+++ Entries provided +++

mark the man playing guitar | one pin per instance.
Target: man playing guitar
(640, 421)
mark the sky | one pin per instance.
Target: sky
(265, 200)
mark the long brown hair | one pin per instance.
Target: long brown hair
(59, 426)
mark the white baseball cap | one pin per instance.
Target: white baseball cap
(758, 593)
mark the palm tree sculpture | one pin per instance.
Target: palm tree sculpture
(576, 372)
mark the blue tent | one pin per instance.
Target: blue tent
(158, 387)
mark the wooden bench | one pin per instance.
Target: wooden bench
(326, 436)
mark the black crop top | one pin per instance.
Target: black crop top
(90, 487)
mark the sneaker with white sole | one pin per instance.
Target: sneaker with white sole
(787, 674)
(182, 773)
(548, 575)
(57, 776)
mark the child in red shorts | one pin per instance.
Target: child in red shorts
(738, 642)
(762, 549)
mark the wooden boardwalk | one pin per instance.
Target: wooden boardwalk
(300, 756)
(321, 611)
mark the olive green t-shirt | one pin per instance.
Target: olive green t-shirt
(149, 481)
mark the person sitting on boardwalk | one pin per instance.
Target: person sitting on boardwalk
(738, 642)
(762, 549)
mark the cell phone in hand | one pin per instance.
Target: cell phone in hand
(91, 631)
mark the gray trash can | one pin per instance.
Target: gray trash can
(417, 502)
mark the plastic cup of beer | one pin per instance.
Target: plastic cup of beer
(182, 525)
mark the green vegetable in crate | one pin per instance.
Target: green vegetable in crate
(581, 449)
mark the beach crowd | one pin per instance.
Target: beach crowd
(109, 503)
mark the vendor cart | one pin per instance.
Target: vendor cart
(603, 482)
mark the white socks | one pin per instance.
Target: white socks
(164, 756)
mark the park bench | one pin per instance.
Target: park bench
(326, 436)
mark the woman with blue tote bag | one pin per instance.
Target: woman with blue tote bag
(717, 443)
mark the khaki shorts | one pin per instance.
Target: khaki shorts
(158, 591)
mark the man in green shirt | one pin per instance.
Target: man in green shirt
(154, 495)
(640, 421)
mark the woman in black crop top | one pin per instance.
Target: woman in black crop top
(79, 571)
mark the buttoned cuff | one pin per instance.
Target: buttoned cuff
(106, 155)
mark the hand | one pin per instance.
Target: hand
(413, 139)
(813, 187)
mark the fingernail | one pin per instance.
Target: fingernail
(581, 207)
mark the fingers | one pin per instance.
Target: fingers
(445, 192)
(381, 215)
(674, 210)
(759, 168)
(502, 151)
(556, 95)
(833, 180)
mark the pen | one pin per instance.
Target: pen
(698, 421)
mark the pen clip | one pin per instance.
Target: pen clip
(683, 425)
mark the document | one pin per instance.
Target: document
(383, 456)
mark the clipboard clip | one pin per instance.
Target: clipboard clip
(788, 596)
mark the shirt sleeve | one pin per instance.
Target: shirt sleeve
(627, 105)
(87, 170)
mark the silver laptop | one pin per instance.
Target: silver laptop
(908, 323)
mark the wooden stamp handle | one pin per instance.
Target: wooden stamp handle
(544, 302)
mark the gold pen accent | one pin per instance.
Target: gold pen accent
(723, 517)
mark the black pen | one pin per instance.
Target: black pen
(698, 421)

+++

■ Work request
When the line with "Target: fingers" is reached in the data above, start copying there, and copy each line exactly until the line with "mark the document | one pin per instance." has been copied; copy nothing else.

■ Result below
Target: fingers
(445, 192)
(381, 215)
(674, 210)
(759, 168)
(502, 151)
(556, 95)
(833, 180)
mark the pen | one pin per instance.
Target: pen
(698, 421)
mark the pen clip | one pin per instance.
Target: pen clip
(683, 425)
mark the document | one pin per instance.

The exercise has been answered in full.